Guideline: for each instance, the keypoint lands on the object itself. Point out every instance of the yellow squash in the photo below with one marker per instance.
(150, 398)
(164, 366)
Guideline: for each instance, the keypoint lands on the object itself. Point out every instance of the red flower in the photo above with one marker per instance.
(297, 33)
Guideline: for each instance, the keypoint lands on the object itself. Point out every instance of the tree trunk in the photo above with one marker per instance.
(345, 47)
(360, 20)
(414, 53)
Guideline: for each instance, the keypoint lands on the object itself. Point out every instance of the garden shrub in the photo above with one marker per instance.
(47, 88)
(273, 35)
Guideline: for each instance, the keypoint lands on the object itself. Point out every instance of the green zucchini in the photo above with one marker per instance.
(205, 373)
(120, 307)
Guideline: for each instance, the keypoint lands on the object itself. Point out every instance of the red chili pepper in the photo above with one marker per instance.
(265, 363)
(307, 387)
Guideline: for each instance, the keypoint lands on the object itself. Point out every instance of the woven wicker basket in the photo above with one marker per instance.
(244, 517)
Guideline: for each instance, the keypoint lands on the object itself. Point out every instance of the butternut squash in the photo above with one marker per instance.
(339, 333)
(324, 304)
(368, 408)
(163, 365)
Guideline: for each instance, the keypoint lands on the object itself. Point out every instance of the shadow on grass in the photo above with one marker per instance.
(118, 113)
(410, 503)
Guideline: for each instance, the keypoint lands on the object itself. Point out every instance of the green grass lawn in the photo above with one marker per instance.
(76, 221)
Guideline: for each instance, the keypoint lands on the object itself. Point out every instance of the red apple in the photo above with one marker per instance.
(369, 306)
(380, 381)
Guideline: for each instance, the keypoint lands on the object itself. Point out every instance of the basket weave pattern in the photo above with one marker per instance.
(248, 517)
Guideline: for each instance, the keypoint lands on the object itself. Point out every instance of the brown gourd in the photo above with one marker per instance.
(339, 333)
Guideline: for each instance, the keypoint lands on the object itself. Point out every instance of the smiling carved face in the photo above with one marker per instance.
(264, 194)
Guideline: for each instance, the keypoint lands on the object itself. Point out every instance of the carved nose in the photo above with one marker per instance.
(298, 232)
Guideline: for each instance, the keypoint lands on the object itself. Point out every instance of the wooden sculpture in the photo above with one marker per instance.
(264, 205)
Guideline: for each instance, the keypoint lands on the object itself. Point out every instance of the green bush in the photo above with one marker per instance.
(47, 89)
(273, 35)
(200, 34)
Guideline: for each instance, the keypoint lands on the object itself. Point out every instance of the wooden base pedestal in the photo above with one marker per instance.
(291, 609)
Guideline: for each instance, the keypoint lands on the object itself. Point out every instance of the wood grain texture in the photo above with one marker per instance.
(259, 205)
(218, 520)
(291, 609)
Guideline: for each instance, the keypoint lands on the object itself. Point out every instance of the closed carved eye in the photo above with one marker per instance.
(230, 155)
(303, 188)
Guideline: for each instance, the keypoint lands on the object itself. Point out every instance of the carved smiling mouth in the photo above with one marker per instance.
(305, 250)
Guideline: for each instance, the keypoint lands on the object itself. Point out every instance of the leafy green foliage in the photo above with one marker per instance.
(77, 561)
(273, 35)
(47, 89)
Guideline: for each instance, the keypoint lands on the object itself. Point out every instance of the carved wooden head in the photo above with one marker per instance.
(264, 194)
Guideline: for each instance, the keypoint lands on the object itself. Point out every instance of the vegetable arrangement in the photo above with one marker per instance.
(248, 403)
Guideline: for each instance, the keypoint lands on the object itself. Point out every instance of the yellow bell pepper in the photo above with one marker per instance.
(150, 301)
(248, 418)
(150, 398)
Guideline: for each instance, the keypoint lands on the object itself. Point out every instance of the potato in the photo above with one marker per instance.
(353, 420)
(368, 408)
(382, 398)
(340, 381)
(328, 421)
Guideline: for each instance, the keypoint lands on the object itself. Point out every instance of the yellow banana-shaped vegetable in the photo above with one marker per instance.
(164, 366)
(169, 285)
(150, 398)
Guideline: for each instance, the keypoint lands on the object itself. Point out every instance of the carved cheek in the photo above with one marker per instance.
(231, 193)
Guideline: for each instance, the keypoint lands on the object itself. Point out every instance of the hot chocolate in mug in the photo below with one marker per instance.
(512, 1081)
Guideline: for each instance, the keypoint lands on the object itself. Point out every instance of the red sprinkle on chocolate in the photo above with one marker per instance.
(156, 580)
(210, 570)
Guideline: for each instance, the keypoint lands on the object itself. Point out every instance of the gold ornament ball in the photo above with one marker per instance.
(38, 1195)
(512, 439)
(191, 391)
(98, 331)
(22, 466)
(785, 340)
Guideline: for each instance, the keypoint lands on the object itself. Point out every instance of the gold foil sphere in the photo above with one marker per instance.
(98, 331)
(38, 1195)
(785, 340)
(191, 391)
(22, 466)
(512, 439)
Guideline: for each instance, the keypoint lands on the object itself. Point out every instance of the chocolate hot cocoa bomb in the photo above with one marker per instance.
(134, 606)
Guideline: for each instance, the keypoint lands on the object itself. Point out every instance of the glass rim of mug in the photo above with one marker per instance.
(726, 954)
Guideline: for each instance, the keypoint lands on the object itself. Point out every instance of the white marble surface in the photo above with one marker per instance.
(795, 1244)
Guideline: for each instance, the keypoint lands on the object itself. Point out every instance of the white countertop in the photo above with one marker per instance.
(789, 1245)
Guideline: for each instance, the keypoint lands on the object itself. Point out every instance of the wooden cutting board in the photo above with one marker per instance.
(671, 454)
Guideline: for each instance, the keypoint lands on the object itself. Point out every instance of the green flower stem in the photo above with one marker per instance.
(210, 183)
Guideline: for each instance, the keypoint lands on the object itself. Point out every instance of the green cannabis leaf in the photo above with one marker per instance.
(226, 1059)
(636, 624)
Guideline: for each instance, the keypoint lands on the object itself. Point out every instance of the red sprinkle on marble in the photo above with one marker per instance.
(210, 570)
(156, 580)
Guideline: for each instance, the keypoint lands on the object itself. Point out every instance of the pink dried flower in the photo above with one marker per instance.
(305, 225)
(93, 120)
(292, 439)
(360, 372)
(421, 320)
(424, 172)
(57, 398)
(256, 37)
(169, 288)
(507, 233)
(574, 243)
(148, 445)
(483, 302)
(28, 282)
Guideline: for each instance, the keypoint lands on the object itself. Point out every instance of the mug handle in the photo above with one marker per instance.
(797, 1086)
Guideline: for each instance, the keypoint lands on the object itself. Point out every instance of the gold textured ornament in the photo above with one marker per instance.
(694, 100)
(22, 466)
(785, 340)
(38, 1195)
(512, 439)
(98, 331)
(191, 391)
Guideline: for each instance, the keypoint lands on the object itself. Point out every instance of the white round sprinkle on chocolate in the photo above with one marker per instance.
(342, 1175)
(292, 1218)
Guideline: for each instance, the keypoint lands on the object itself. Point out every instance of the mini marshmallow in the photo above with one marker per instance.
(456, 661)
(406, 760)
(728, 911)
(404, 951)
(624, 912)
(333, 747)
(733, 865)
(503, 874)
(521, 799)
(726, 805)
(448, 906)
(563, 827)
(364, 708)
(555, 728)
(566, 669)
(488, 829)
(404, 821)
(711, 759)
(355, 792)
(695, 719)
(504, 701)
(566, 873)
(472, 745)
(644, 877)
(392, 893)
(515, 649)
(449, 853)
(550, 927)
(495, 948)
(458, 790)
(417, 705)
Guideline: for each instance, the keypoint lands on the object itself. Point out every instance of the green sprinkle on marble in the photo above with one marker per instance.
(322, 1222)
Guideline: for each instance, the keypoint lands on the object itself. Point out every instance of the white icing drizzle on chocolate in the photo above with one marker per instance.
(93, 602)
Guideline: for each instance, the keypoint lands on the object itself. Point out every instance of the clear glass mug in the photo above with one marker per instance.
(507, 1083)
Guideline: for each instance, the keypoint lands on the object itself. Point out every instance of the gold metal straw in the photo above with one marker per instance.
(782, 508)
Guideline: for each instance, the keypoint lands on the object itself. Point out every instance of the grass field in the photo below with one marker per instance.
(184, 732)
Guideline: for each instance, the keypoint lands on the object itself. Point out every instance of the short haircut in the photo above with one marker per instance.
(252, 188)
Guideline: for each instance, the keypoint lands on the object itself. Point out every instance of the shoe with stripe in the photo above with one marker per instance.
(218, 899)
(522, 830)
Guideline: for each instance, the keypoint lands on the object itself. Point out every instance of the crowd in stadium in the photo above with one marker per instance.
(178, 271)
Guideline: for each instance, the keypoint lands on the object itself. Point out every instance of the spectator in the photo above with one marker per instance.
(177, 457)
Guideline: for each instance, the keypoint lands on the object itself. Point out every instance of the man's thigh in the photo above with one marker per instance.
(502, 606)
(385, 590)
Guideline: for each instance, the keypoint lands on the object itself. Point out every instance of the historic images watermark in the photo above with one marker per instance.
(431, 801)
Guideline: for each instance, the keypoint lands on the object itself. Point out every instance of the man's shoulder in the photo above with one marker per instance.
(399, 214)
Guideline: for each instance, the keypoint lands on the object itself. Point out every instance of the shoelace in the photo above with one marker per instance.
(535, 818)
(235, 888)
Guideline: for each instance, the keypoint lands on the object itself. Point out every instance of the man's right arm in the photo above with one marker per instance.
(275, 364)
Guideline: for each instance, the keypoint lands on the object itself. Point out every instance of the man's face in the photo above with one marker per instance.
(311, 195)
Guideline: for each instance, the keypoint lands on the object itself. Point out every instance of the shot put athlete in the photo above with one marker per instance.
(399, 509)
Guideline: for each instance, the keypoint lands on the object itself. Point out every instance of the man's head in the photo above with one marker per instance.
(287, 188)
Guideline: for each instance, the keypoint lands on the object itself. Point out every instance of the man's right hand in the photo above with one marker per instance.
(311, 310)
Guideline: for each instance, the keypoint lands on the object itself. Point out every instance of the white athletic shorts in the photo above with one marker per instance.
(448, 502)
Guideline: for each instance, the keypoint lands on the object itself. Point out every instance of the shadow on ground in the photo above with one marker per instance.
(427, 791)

☆ ☆ ☆ ☆ ☆

#### Task objective:
Rescale the data from the line with "the green cannabis" up to and including the line with "(797, 1086)". Write out every line in that span, including the lines without coordinates, with each point coordinate multiplied by 1.05 and rounded to the nearest whole number (halves round up), and give nothing else.

#### The completed task:
Guideline: for each instance, the keypoint lands on the object itself. Point out every instance of the green cannabis leaf in the photo above with one marker per instance.
(237, 1112)
(668, 655)
Guideline: for each instance, the keypoint lands on the object itself. Point out every instance of the red sprinkle on marble in the photo above with one marker per instance.
(221, 599)
(164, 609)
Guideline: for each instance, the keypoint lands on the object itself. Point out every instance of the pink dried flower in the photo above with one marker per instance.
(320, 236)
(98, 126)
(307, 461)
(378, 391)
(442, 336)
(445, 181)
(60, 418)
(269, 39)
(177, 302)
(532, 245)
(603, 255)
(155, 467)
(507, 317)
(29, 296)
Guideline: for each instance, the keypoint lands on the object itself. Point out every instance of the mug handle in the photo above with one marker per instance.
(837, 1140)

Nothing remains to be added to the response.